Assigned task
Copy out the records that appear below, exactly as each one reads.

Data to process

^^^^

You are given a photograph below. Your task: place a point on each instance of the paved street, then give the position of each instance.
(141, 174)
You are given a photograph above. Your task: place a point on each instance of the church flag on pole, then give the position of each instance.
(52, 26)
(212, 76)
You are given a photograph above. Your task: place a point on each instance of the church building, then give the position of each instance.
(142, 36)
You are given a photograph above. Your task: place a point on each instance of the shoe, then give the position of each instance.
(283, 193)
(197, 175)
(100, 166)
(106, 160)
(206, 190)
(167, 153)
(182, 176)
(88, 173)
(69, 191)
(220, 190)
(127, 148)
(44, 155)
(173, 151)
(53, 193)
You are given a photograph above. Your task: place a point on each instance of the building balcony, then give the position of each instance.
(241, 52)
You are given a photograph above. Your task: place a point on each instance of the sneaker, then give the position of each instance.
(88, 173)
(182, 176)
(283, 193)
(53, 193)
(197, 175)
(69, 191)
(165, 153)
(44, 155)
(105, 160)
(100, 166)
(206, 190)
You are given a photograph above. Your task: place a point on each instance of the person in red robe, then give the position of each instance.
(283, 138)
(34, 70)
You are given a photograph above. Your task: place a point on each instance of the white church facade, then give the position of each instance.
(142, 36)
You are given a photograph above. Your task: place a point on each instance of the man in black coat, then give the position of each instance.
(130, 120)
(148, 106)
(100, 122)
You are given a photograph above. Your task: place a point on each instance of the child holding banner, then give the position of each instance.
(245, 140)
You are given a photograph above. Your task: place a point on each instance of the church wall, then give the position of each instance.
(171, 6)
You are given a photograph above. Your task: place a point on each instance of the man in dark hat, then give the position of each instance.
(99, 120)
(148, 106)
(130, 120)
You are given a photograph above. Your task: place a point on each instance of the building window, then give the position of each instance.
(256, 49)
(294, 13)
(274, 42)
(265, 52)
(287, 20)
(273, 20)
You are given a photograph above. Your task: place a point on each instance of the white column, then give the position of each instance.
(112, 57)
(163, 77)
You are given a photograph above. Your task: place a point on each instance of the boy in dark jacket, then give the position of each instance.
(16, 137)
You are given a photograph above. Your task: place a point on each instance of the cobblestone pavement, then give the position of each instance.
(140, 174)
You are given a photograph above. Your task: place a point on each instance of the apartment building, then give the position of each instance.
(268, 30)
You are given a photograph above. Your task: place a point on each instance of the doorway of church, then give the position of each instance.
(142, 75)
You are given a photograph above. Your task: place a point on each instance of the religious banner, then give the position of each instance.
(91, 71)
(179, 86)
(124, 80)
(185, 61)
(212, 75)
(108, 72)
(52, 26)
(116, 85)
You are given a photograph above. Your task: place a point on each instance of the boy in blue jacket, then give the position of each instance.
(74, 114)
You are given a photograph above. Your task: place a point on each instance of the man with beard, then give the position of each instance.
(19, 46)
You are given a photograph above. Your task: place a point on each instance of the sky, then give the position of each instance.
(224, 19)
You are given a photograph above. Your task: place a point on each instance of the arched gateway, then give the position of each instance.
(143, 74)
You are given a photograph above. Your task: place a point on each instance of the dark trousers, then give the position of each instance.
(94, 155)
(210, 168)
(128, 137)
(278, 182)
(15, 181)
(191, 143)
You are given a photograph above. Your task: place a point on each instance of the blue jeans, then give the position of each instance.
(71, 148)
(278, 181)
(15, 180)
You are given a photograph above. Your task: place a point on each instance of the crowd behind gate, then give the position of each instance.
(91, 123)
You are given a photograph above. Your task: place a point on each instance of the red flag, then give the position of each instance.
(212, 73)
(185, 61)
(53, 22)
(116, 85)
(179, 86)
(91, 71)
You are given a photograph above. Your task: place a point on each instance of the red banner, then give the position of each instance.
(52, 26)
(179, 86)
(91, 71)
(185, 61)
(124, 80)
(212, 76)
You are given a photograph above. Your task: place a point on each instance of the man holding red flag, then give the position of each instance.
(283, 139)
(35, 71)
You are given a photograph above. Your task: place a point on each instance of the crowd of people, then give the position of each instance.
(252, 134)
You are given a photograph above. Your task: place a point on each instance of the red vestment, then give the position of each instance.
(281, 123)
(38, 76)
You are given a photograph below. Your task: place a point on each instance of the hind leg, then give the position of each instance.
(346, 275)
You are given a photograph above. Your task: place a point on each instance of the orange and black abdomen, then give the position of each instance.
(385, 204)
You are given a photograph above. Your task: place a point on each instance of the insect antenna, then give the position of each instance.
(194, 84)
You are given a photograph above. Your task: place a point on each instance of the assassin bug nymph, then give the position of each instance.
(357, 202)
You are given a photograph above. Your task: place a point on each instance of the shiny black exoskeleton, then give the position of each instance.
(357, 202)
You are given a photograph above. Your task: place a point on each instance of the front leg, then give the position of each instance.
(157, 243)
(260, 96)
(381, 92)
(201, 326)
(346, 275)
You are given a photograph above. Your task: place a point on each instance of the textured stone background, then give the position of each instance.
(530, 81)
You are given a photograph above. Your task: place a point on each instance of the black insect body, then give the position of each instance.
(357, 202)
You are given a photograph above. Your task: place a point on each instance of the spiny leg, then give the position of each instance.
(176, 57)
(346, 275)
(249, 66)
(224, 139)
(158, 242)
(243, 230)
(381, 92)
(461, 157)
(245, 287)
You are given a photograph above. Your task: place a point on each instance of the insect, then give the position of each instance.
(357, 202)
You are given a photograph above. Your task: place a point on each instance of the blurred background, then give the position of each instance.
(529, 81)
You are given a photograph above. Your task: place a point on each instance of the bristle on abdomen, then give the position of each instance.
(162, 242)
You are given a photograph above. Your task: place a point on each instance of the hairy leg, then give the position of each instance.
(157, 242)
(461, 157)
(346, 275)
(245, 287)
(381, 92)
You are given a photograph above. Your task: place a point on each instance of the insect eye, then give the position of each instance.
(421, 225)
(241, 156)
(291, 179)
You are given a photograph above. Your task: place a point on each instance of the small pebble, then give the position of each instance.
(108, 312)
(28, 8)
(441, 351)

^^^^

Exercise result
You are given a photograph below. Your task: place a point on each instance of the paved street, then give the position of each instance.
(141, 174)
You are given a photograph above. Your task: place a point on each instance of the church flag on pole, then give the position of each instance.
(52, 26)
(212, 76)
You are given a photograph above. Your task: place a point on each instance of the church building, then give the position of each instance.
(142, 36)
You are given a photograph above. Your task: place a point on each instance of the shoe, then give the position of each instance.
(283, 193)
(197, 175)
(100, 166)
(106, 160)
(206, 190)
(167, 153)
(182, 176)
(88, 173)
(69, 191)
(220, 190)
(127, 148)
(44, 155)
(173, 151)
(53, 193)
You are given a photograph above. Your task: place a point on each instance of the building balcony, then give the position of each instance.
(241, 52)
You are given a photograph above. Your task: place a point on each instance of the sneaker, then give the position of each instance.
(88, 173)
(182, 176)
(283, 193)
(53, 193)
(197, 175)
(69, 191)
(165, 153)
(44, 155)
(105, 160)
(100, 166)
(206, 190)
You are given a photograph above. Your task: place a point on each instance of the person in red robe, then give the position of each instance.
(283, 138)
(34, 70)
You are given a photograph above. Your task: place a point on each instance of the white church facade, then give the position of each instance.
(142, 36)
You are given a photograph above. Your task: place a point on each instance of the man in black coat, then give the position of each instance.
(130, 120)
(148, 106)
(100, 122)
You are given a photograph above. Your task: place a point on each instance of the child holding banner, then give the position of each instance.
(245, 140)
You are given a photograph above. Your task: place a point on each instance of the church wall, then give the position of each instance.
(171, 6)
You are given a photograph above. Your task: place a point on each instance of the man in dark hat, then give the position of each instance.
(99, 120)
(148, 106)
(130, 120)
You are given a photograph above. Your task: place a point on each instance of the building window, then give the position of each instance.
(256, 49)
(294, 13)
(274, 42)
(265, 52)
(287, 20)
(273, 20)
You are given a photograph above. Your task: place a point on each instance of the white column, then give the position of each instance.
(112, 57)
(163, 77)
You are given a photograph above. Your task: place a point on each instance of the boy in dark jacket, then give the position of each instance.
(16, 137)
You are given a photograph above. Your task: place a point on each instance of the cobblestone pavement, then give the position of each instance.
(140, 174)
You are given a photograph above. Your task: place a point on each instance of the apartment building, then give the position of each instance.
(268, 30)
You are given a photograph above. Your task: place a point on each instance of the doorway of church, then give the position of each instance.
(142, 75)
You are given a photograph above. Your task: place a point on each instance of the religious banner, then give the position of each instance.
(91, 71)
(179, 86)
(124, 80)
(185, 61)
(212, 75)
(108, 72)
(52, 26)
(116, 85)
You are given a photograph above. Your task: place a point on each instance of the boy in blue jacket, then give the position of each instance.
(74, 114)
You are given a photograph above. Your task: place a point on each instance of the man with beard, then give the position of each instance.
(19, 46)
You are given a photograph above. Your task: place a point on each instance of the sky, then give the position of each instance.
(224, 19)
You are given a photograph above. Your task: place a point on each instance of the arched gateway, then give the position of each instance.
(143, 74)
You are given a photograph above. Your task: place a point on each instance of the dark trousers, then give the position of each instance.
(94, 155)
(210, 168)
(128, 137)
(278, 182)
(15, 181)
(191, 143)
You are given a photograph above. Your task: place a point on each instance of the blue jeans, then give the position of each instance.
(71, 148)
(278, 181)
(15, 180)
You are given a photograph above. Your task: place a point on each instance of the crowd behind gate, then give the position of each instance.
(91, 123)
You are given a photograph above. Your task: place a point on each instance of the red flag, then give the position of each instance.
(212, 73)
(185, 61)
(53, 22)
(116, 85)
(179, 86)
(91, 71)
You are given a photograph above. Your task: place a point on each instance of the red banner, then give the position of each instance.
(52, 26)
(179, 86)
(91, 71)
(185, 61)
(124, 80)
(212, 76)
You are given a photograph above. Your task: place a point on each instance of the man holding red flag, then give the position of each instance.
(283, 139)
(35, 71)
You are given a photograph above. Your task: place a point on each instance of the crowd of people, then give the position of each instance.
(252, 134)
You are given a photograph above. Your task: place a point on each instance of the red vestment, then give the position of each instance.
(281, 123)
(38, 76)
You are given a photograph below. Your task: place a point on each instance of the hind leg, then give the position of each instance.
(346, 275)
You are given a photograph above. Your task: place a point on each instance of the orange and black abdomen, then give the position of each instance.
(385, 204)
You are given a photograph above. Your task: place a point on each instance of the insect antenna, then give the position of each instance.
(194, 84)
You are given a photograph above. Your task: place a point on each instance of the assassin bug nymph, then give the position of each instance.
(357, 202)
You are given a photograph above. Your task: place a point on each instance of the shiny black exoskeleton, then give the position of each instance.
(357, 202)
You are given a photograph above. Your task: place a point on each instance of the front leg, then give the position of each instance.
(157, 243)
(260, 96)
(381, 92)
(201, 326)
(346, 275)
You are given a photograph above. Your task: place a point on each instance of the textured stone background, then give the position of each instance.
(530, 81)
You are given a photograph above. Your task: place a point on each instance of the black insect body, then give the position of each instance.
(357, 202)
You are given a photograph above. Your task: place a point on each instance of the spiny leg, then give the position of each instance.
(176, 57)
(346, 275)
(249, 66)
(224, 139)
(158, 242)
(243, 230)
(381, 92)
(461, 157)
(245, 287)
You are given a photograph above. Your task: place a point on each instance of the insect, then give the position of each instance.
(357, 202)
You are given a photograph above. Your task: place a point on each instance of the blurred background, then give the position of each instance.
(529, 81)
You are given a photograph above. Your task: place a point on each instance of the bristle on abdomen, then give the position of each instance.
(162, 242)
You are given a photograph above. Your task: place a point on each instance of the hairy leg, then give the position of each instance.
(157, 242)
(461, 157)
(346, 275)
(245, 287)
(381, 92)
You are given a photograph above. Your task: place a point on each instance of the insect eye, then give the position of each instance.
(421, 225)
(241, 156)
(291, 179)
You are given a photograph above. Your task: place a point on each instance of the small pebble, then give the position of each instance.
(108, 312)
(28, 8)
(441, 351)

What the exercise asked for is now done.